Extract
☆ ☆ ☆ ☆ ☆ ☆ ☆

We carried out this research in lowland rainforest adjacent to the city of Ciudad de la Paz on the border between the Wele-Nzas and Centro Sur provinces of mainland Equatorial Guinea. Our study sites consisted of two ca. 70 ha plots in tall, closed canopy forest within walking distance of the AfroAmerican University of Central Africa (Figure 1). The plots have revealed no recent evidence of forest elephants during our work (i.e., no footprints, no camera trap images), but otherwise the full complement of Central African mammal fauna exist on the immediate landscape (Murai et al., 2013; DeGroot, 2024). The primary forest plot is in minimally disturbed primary forest that was lightly selectively logged through the 20^th century and as late as the 1980s. Effectively all the lowland tropical rainforest in Equatorial Guinea has been at least lightly selectively logged, so we believe this primary forest plot to represent a reasonable baseline. The primary forest plot lies in the northernmost portion of a continuous block of several hundred thousand hectares of forest, broken only by a handful of lightly traveled roads; the closest road to this plot lies 500 m to the west. The secondary forest plot remains closed-canopy forest, but has been regularly selectively logged for decades, with the last harvests (especially of Okume Aucoumea klaineana) occurring in about 2017. Most of the secondary forest plot was isolated in the 2000s during the construction of the new capital city: by 4lane paved roads to the north and west, a large (~50 m wide) dirt road to the south, and high-voltage power lines to the east (~30 m wide gap with regularly trimmed vegetation ~2–3 m tall); this effectively created a forest fragment of ~250 ha with considerable edge habitat and regenerating canopy gaps (Andrews, 1990; Strevens et al., 2008). Canopy height above our nets was similar between the two plots where we netted, including average canopy height (primary: 14.1 ± 0.5 m SE; secondary 14.1 ± 0.4 m SE), and height of emergent trees (primary: 27 ± 0.9 m SE; secondary 27 ± 0.7 m SE); canopy cover and visibility through the understory were slightly higher in the primary plot (canopy cover: primary: 88 ± 1.3 m SE; secondary 83 ± 2.2 m SE; visibility: primary: 9.5 ± 0.5 m SE; secondary 7.5 ± 0.4 m SE)—which were probably a result of dense treefall gaps that were recovering from selective logging.

Figure 1

Figure 1. Distribution of net lanes in primary and secondary forest near Ciudad de la Paz, Equatorial Guinea. Satellite imagery: “Yandex Satellite 2022”sourced from https://core-sat.maps.yandex.net/tiles?l=sat&v=3.1025.0&x={x}&y={y}&z={z}&scale=1&lang=ru_RU using plugin “quick maps” in QGIS version 3.38.2. The inset map shows the field site location within continental Equatorial Guinea. © OpenStreetMap contributors, available under the Open Database License (see https://www.openstreetmap.org/copyright).

☆ ☆ ☆ ☆ ☆ ☆ ☆

Written task
Please answer these questions from the study-site description:
(a) About when did the last harvests occur in the secondary forest plot?
(b) How far from the primary forest plot is the closest road, and in which direction?
(c) Which version of QGIS was used for the satellite imagery in Figure 1?

Dataset section
☆ ☆ ☆ ☆ ☆ ☆ ☆

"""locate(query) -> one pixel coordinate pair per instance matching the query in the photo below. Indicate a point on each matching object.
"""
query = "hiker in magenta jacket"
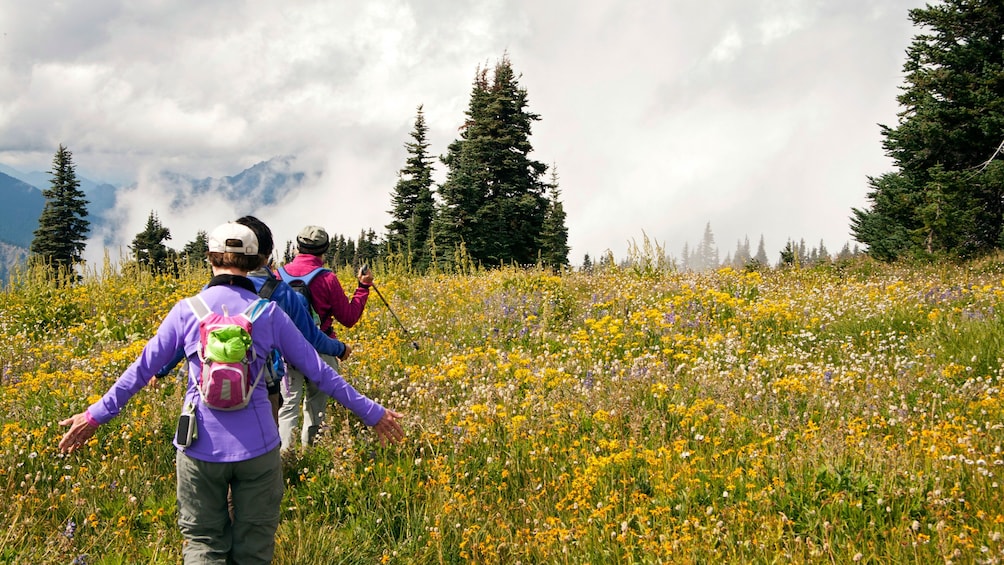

☆ ☆ ☆ ☆ ☆ ☆ ☆

Result
(a) About 2017.
(b) 500 m to the west.
(c) QGIS version 3.38.2.